Stated problem: Write out the lines below again, swapping each "top-left corner" for "upper-left corner" and keeping everything else unchanged.

Data for the task:
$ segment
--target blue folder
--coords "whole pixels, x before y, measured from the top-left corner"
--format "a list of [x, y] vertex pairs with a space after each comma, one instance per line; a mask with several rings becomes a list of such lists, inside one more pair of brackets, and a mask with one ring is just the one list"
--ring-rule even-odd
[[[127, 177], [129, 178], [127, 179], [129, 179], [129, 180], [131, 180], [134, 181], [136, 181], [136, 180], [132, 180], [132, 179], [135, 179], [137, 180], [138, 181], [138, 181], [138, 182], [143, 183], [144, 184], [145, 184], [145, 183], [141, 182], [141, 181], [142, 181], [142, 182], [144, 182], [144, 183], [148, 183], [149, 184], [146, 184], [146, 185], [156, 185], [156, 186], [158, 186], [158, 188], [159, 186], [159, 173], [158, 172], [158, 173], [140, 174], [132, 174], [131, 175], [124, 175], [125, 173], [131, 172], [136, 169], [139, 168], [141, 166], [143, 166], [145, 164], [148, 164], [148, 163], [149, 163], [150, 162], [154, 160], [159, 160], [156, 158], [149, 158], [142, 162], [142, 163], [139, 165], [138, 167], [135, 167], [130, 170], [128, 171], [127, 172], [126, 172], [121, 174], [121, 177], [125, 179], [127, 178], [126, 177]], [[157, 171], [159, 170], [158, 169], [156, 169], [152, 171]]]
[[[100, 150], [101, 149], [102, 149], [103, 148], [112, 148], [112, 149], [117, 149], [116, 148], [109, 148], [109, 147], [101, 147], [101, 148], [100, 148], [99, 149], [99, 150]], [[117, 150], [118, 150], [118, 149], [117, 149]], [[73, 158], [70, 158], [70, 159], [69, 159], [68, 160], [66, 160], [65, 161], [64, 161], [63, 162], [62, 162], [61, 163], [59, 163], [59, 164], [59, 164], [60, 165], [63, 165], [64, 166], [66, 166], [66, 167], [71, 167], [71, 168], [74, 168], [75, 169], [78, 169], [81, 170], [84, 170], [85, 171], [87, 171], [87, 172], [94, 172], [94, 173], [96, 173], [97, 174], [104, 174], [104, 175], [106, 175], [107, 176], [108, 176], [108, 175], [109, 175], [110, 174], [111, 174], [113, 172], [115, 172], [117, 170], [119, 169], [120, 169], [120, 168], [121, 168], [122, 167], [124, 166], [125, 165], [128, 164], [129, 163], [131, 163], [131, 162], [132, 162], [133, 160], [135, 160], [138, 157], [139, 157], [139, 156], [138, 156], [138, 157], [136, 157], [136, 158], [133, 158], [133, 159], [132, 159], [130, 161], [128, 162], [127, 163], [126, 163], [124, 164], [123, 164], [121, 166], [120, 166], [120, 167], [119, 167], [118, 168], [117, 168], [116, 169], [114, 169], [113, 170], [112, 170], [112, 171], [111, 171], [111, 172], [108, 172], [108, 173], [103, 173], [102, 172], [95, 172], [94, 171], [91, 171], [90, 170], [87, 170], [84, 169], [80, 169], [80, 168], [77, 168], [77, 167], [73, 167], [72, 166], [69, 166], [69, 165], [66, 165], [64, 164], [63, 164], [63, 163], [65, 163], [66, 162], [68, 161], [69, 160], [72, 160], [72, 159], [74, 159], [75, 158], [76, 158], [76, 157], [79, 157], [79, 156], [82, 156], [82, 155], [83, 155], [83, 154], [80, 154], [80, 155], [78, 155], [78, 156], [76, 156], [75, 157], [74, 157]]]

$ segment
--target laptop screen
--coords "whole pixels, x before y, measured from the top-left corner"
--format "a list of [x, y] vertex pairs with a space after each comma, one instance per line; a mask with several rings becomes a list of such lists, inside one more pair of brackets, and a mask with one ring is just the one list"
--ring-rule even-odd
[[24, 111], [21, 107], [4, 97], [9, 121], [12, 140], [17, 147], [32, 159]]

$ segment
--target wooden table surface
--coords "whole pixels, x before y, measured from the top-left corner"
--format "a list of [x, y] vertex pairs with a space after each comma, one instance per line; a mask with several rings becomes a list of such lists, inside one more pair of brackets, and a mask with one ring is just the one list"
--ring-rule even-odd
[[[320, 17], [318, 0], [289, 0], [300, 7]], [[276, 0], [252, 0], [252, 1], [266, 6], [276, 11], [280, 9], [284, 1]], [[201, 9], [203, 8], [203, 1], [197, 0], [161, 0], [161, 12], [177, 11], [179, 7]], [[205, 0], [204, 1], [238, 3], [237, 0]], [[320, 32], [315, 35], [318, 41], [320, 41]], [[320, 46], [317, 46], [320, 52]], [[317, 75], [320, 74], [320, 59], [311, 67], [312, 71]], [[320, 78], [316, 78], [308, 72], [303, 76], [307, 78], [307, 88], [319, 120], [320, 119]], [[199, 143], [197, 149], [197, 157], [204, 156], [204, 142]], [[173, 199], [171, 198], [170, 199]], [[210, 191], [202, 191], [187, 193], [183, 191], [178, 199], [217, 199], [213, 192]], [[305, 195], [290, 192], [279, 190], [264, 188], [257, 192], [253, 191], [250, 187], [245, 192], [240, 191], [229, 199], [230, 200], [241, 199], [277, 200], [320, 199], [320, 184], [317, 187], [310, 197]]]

Full response:
$ segment
--target blue folder
--coords "whole pixels, x before y, measured from the upper-left corner"
--format "a list of [x, y] vertex pairs with a space after each comma, one instance per line; a mask with several rings becomes a list of such lists, inside one more pair of brackets, and a mask with one ring is just the one list"
--ring-rule even-odd
[[[127, 177], [129, 178], [127, 179], [129, 179], [129, 180], [131, 180], [134, 181], [136, 181], [136, 180], [132, 180], [132, 179], [135, 179], [137, 180], [138, 181], [138, 181], [138, 182], [143, 183], [144, 184], [145, 184], [145, 183], [141, 182], [141, 181], [142, 181], [142, 182], [144, 182], [144, 183], [148, 183], [149, 184], [146, 184], [146, 185], [156, 185], [156, 186], [158, 186], [158, 188], [159, 186], [159, 173], [158, 172], [158, 173], [140, 174], [132, 174], [131, 175], [124, 175], [125, 173], [131, 172], [136, 169], [139, 168], [141, 166], [143, 166], [145, 164], [148, 164], [148, 163], [149, 163], [150, 162], [154, 160], [159, 160], [156, 158], [149, 158], [142, 162], [142, 163], [139, 165], [138, 167], [135, 167], [130, 170], [128, 171], [127, 172], [126, 172], [121, 174], [121, 177], [125, 179], [127, 178], [126, 177]], [[157, 171], [159, 170], [158, 169], [156, 169], [152, 171]]]
[[[100, 150], [101, 149], [102, 149], [103, 148], [112, 148], [112, 149], [117, 149], [116, 148], [109, 148], [109, 147], [101, 147], [101, 148], [100, 148], [99, 149], [99, 150]], [[117, 150], [118, 150], [118, 149], [117, 149]], [[73, 158], [70, 158], [70, 159], [69, 159], [68, 160], [66, 160], [65, 161], [64, 161], [63, 162], [62, 162], [61, 163], [59, 163], [59, 164], [59, 164], [60, 165], [63, 165], [64, 166], [66, 166], [66, 167], [71, 167], [71, 168], [74, 168], [75, 169], [78, 169], [81, 170], [84, 170], [85, 171], [87, 171], [87, 172], [94, 172], [94, 173], [96, 173], [97, 174], [104, 174], [104, 175], [106, 175], [107, 176], [108, 176], [108, 175], [109, 175], [110, 174], [111, 174], [113, 172], [115, 172], [117, 170], [119, 169], [120, 169], [120, 168], [121, 168], [122, 167], [124, 166], [125, 165], [128, 164], [129, 163], [131, 163], [131, 162], [132, 162], [133, 160], [135, 160], [138, 157], [139, 157], [139, 156], [138, 156], [138, 157], [136, 157], [136, 158], [133, 158], [133, 159], [132, 159], [130, 161], [128, 162], [127, 163], [126, 163], [124, 164], [123, 164], [121, 166], [120, 166], [120, 167], [119, 167], [118, 168], [117, 168], [116, 169], [114, 169], [113, 170], [112, 170], [112, 171], [111, 171], [111, 172], [108, 172], [108, 173], [103, 173], [102, 172], [95, 172], [94, 171], [91, 171], [90, 170], [87, 170], [84, 169], [80, 169], [80, 168], [77, 168], [77, 167], [73, 167], [72, 166], [69, 166], [69, 165], [66, 165], [64, 164], [63, 164], [63, 163], [65, 163], [66, 162], [68, 161], [69, 160], [72, 160], [72, 159], [74, 159], [75, 158], [76, 158], [76, 157], [79, 157], [79, 156], [82, 156], [82, 155], [83, 155], [83, 154], [80, 154], [80, 155], [78, 155], [78, 156], [76, 156], [75, 157], [74, 157]]]

$ segment
--target laptop screen
--coords "whole pixels, x before y, measured from the upper-left corner"
--format "a list of [x, y] vertex pairs with a space after each comma, one instance per line; a mask with several rings becomes a list of such lists, inside one more pair of brackets, and a mask with one ring is just the one list"
--ring-rule even-odd
[[24, 111], [21, 107], [4, 97], [9, 121], [12, 140], [17, 147], [32, 159]]

$ segment
--target wooden table surface
--coords "whole pixels, x before y, measured from the upper-left corner"
--format "a list of [x, y] vertex pairs with a space after each comma, one instance per line; a mask with several rings becomes a list of such lists, inside one more pair of brackets, and a mask with one ring is just the one list"
--ring-rule even-odd
[[[320, 17], [318, 0], [289, 0], [300, 7]], [[276, 0], [252, 0], [252, 1], [266, 6], [276, 11], [280, 9], [284, 1]], [[201, 9], [203, 8], [203, 1], [197, 0], [161, 0], [161, 12], [177, 11], [179, 7]], [[205, 0], [204, 1], [238, 3], [237, 0]], [[320, 32], [315, 35], [318, 41], [320, 41]], [[320, 46], [317, 46], [320, 52]], [[317, 75], [320, 74], [320, 59], [311, 67], [312, 71]], [[320, 78], [316, 78], [308, 72], [303, 76], [307, 78], [307, 88], [319, 120], [320, 119]], [[199, 143], [197, 149], [197, 157], [204, 156], [204, 142]], [[173, 199], [171, 198], [170, 199]], [[210, 191], [202, 191], [187, 193], [183, 191], [178, 199], [217, 199], [213, 192]], [[305, 195], [290, 192], [279, 190], [264, 188], [257, 192], [253, 191], [250, 187], [245, 192], [240, 191], [229, 199], [230, 200], [241, 199], [277, 200], [320, 199], [320, 184], [317, 187], [310, 197]]]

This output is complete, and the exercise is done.